_Problem details_: Omit all pictures, then print the entries exactly.

_Listed entries_:

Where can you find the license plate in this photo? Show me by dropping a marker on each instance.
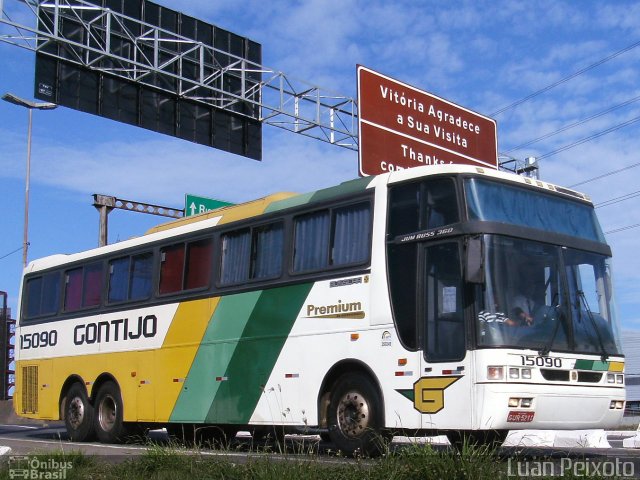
(520, 417)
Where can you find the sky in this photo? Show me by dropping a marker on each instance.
(582, 57)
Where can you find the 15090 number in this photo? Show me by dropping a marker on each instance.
(533, 361)
(39, 339)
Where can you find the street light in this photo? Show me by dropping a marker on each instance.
(31, 106)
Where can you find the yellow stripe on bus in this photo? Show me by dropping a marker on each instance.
(174, 360)
(228, 214)
(150, 381)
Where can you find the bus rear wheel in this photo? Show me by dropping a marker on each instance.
(78, 414)
(108, 414)
(355, 416)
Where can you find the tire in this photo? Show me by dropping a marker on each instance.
(355, 416)
(108, 422)
(78, 414)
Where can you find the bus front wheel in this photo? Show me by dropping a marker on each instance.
(108, 414)
(355, 416)
(78, 414)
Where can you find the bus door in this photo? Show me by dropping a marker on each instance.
(443, 394)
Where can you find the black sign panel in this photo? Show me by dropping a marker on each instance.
(78, 78)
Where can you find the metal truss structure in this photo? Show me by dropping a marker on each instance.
(136, 51)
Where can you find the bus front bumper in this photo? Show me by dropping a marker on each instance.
(548, 407)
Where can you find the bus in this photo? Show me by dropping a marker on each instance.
(385, 304)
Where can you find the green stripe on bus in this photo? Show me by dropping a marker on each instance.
(213, 356)
(345, 188)
(255, 356)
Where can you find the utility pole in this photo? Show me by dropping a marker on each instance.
(105, 204)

_Response to this exercise_:
Where can you find the license plate in this photo? Show me by dropping a marker on each instance.
(520, 417)
Where can you find the sky in this photo? Show me by dropping a marker on each instance.
(582, 57)
Where can you find the 15090 number in this photo? Show me by dropping a marker on each instance.
(533, 361)
(39, 339)
Where can you find the street light in this photo? Show me by dropping a marker on each instance.
(31, 106)
Where can you find the yellow stripe on bus in this photo? Show me by dropping a marker on each instance.
(174, 360)
(228, 214)
(150, 381)
Where can you find the bus rear wheel in this photo? Show me by dropping a marker on each instance.
(78, 414)
(108, 414)
(355, 416)
Where can you find the tire in this photo? Show me by dropping a marker on each instance.
(355, 416)
(108, 422)
(78, 414)
Where can you find the bus front wheel in this photo? Show me by dropping a marker on each instance.
(108, 414)
(355, 416)
(78, 414)
Where can you find the bus door in this photo? Show me by dropping a marker on each instance.
(443, 394)
Where can you find the black sign panel in this photo? Show me by dropping a marker on each instance.
(78, 78)
Where can you find the metal truss structure in this photo? Show me by dropping a marker on each instance.
(136, 51)
Where can you find the bus front bumper in this photo? Show me by dropping a marker on each instance.
(548, 407)
Where can you find the bus in this photo? Show me by dropping a marker on each instance.
(385, 304)
Where can you find the green stripe on bus in this photo? Show me by dropping a marker on each instance.
(213, 356)
(345, 188)
(255, 356)
Where can you find the utility pole in this photo? Show me by dropping a marker on each instance.
(105, 204)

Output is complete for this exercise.